---------- Text section ----------

April 6, 2018 at 1:53 p.m.
WEDDING ANNIVERSARY

True love for 78 years and counting


By ANGELA CAVE- | Comments: 0 | Leave a comment

In the early years of the 20th century, a young girl named Edith was taught by nuns overseeing a Catholic children's group to pray for her vocation.

"And then I met him," Edith said of her husband, William Fugazzi. "I just knew he was the one for me. We were so in love."

The Fugazzis celebrated their 78th anniversary last weekend, which could make them the longest-married couple in New York State. (The Evangelist previously profiled Walter and Anna Mae Patrick, a couple honored by Worldwide Marriage Encounter, a Catholic marriage enrichment organization, on their 75th anniversary.)

Mr. and Mrs. Fugazzi, now 100 and 98, respectively, are parishioners of Immaculate Conception Church in Glenville. They've lived in Glenville since 1969, but they started out in New York City, where they were both asked by their families to leave school and enter the workforce at age 14.

Mrs. Fugazzi worked in a factory and then in knitting and sweater shops; Mr. Fugazzi was a shipping clerk in a printing factory and a trolley driver. They met in Manhattan when he was 20 and she, 18.

"He was walking down the street, and I happened to look at him," Mrs. Fugazzi remembered. "We started to take walks together. We'd walk around the block and we'd make it a little longer each time."

Young newlyweds
The walks turned into conversations in Washington Square Park, where, after a while, "the bench probably had the shape of our tushes."

---------- Data records ----------

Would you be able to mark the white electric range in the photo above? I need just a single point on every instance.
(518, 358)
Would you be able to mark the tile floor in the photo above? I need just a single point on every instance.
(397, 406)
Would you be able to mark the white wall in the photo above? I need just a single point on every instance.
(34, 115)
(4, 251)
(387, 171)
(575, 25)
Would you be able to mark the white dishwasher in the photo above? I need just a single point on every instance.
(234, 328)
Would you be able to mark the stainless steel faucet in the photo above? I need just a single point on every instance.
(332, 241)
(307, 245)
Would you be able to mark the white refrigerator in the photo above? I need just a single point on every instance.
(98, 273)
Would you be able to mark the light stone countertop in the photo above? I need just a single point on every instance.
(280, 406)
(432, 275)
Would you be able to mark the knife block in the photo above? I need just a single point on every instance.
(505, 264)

----------

Required work >>
1. From the anniversary article above, return the passage from "The Fugazzis celebrated" to "and she, 18.", word for word.
2. Translate this sentence from the anniversary article into Spanish: "They met in Manhattan when he was 20 and she, 18."

Exercise responses >>
1.
The Fugazzis celebrated their 78th anniversary last weekend, which could make them the longest-married couple in New York State. (The Evangelist previously profiled Walter and Anna Mae Patrick, a couple honored by Worldwide Marriage Encounter, a Catholic marriage enrichment organization, on their 75th anniversary.)

Mr. and Mrs. Fugazzi, now 100 and 98, respectively, are parishioners of Immaculate Conception Church in Glenville. They've lived in Glenville since 1969, but they started out in New York City, where they were both asked by their families to leave school and enter the workforce at age 14.

Mrs. Fugazzi worked in a factory and then in knitting and sweater shops; Mr. Fugazzi was a shipping clerk in a printing factory and a trolley driver. They met in Manhattan when he was 20 and she, 18.

2. Se conocieron en Manhattan cuando él tenía 20 años y ella, 18.